* _ZUM MATERIAL_
a) Wer hat Pasternaks Roman laut dem Textauszug verfilmt?
b) Prüfe, ob die folgenden Aussagen mit dem Textauszug übereinstimmen, und belege jede Antwort mit einem wörtlichen Zitat. (i) Der Film begleitet den Arzt von der Jahrhundertwende bis in die Zwischenkriegszeit. (ii) Es handelt sich um einen Schwarzweißfilm. (iii) Die Akzente der literarischen Vorlage wurden im Film unverändert übernommen.

* _TEXTAUSZUG_
· · ·
Boris Pasternaks Roman „Doktor Schiwago“ wurde von David Lean mit gewaltigem Aufwand und beachtlichem Bemühen verfilmt, wenngleich auch manche Akzente der literarischen Vorlage verändert werden mußten und trotz überlanger Filmdauer der Stoff und die feinere Ziselierung der Charaktere einfach zu kurz kommen mußten. Es blieb immerhin ein interessantes Lebensbild eines russischen Arztes, der von der Jahrhundertwende an durch jene bewegten und grausamen Jahrzehnte bis in die Zwischenkriegszeit begleitet wird. Und inmitten dieser sich überstürzenden Ereignisse tritt dieser Mann für das Ideale und Schöne ein und stellt sich auch gegen den ausbrechenden Fanatismus, dem er zumindest in seinem Lebensbereich die Stirn zu bieten versucht. Vielleicht führt der Film zur Lektüre des Romans hin und bewirkt eine umfassende Kenntnisnahme und Auslotung der literarischen Vorlage. Dies wäre immerhin ein zusätzlicher Verdienst dieses imposanten Farbfilms.
· · ·
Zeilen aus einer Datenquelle
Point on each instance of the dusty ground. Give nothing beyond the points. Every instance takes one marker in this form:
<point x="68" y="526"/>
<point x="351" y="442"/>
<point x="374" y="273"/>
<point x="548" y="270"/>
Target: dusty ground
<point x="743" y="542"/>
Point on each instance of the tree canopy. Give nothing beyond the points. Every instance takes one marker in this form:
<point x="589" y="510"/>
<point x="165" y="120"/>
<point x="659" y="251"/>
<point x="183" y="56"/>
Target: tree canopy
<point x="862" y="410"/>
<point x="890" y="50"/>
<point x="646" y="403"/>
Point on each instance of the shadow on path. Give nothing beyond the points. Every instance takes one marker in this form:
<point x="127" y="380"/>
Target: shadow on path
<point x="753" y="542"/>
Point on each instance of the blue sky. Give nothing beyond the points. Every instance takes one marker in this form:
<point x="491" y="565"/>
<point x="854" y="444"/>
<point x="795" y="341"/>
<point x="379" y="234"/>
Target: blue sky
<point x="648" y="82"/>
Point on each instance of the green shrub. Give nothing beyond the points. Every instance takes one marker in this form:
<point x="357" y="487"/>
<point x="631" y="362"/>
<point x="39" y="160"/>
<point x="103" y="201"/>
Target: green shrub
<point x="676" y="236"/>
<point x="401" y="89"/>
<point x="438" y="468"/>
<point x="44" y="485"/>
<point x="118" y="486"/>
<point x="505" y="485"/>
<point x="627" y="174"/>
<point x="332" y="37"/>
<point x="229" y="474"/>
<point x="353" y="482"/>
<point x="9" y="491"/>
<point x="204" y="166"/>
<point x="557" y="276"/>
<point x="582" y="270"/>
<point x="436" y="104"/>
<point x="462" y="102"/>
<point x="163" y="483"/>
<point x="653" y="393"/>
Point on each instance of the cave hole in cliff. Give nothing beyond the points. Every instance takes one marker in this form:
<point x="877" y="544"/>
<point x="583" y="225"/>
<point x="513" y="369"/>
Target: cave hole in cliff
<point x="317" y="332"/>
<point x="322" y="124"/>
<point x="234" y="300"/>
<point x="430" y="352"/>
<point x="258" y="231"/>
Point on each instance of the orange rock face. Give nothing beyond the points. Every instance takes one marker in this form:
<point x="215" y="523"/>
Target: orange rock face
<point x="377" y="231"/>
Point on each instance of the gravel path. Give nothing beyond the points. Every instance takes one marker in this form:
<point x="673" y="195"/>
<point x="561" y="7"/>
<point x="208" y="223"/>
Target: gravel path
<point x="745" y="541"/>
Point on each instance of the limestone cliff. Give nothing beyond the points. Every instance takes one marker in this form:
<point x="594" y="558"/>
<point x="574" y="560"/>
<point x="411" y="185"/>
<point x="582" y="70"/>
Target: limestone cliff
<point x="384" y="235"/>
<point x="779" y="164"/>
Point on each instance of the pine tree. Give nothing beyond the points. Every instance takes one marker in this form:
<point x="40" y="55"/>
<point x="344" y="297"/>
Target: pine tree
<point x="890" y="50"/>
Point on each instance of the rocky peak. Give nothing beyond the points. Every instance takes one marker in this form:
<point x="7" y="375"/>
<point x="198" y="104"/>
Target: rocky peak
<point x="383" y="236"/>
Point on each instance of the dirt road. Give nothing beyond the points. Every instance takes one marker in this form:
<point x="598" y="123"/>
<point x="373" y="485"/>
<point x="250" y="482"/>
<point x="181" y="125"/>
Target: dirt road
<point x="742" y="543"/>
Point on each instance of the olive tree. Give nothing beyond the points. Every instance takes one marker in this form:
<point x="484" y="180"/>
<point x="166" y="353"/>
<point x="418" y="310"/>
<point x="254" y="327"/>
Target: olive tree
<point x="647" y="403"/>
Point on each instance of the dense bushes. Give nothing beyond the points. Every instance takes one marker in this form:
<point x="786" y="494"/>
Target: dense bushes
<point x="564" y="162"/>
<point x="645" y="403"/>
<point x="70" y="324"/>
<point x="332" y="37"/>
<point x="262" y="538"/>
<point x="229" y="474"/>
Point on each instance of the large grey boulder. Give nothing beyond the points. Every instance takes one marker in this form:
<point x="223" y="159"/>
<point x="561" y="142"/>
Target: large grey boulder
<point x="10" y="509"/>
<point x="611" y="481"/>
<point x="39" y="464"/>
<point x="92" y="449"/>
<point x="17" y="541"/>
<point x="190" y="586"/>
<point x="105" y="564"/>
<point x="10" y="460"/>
· · ·
* _LÖSUNGEN_
a) David Lean

b)
(i) Ja: „der von der Jahrhundertwende an durch jene bewegten und grausamen Jahrzehnte bis in die Zwischenkriegszeit begleitet wird“
(ii) Nein: „dieses imposanten Farbfilms“
(iii) Nein: „wenngleich auch manche Akzente der literarischen Vorlage verändert werden mußten“